> The task
Write out every line below that contains "Target".

> Point-per-instance localization data
····················

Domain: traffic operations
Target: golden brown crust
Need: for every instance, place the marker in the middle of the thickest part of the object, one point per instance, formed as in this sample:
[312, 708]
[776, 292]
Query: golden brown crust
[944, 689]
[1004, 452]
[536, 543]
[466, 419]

····················

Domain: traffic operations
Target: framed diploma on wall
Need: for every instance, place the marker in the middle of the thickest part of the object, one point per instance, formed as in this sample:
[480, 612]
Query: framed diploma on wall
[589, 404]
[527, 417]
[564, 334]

····················

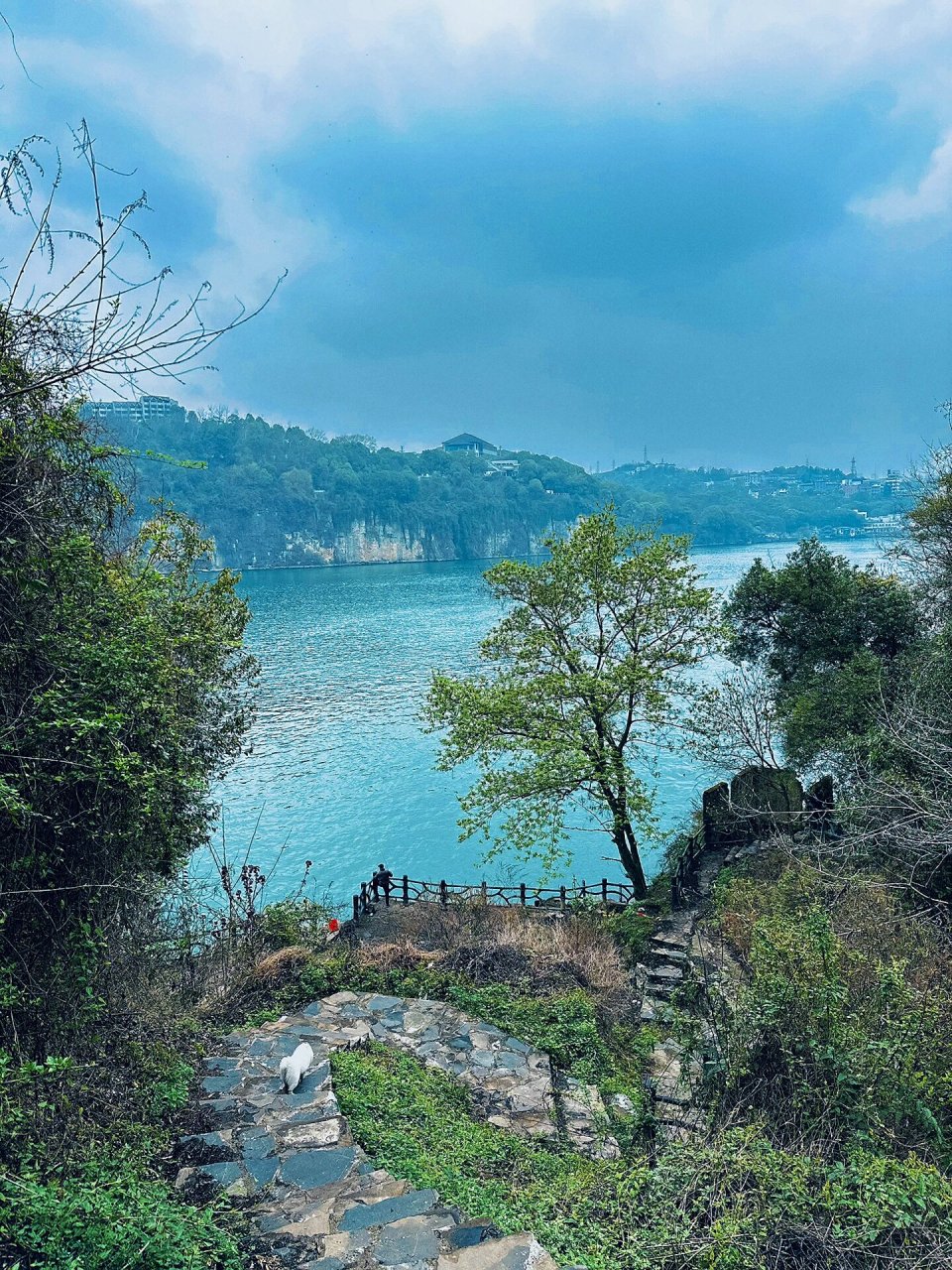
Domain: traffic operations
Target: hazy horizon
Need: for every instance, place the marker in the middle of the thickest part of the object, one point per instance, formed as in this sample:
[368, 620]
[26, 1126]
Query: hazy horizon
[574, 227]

····················

> Answer to the exercise
Target: golden brown crust
Target: framed diploma on wall
Target: hazy horizon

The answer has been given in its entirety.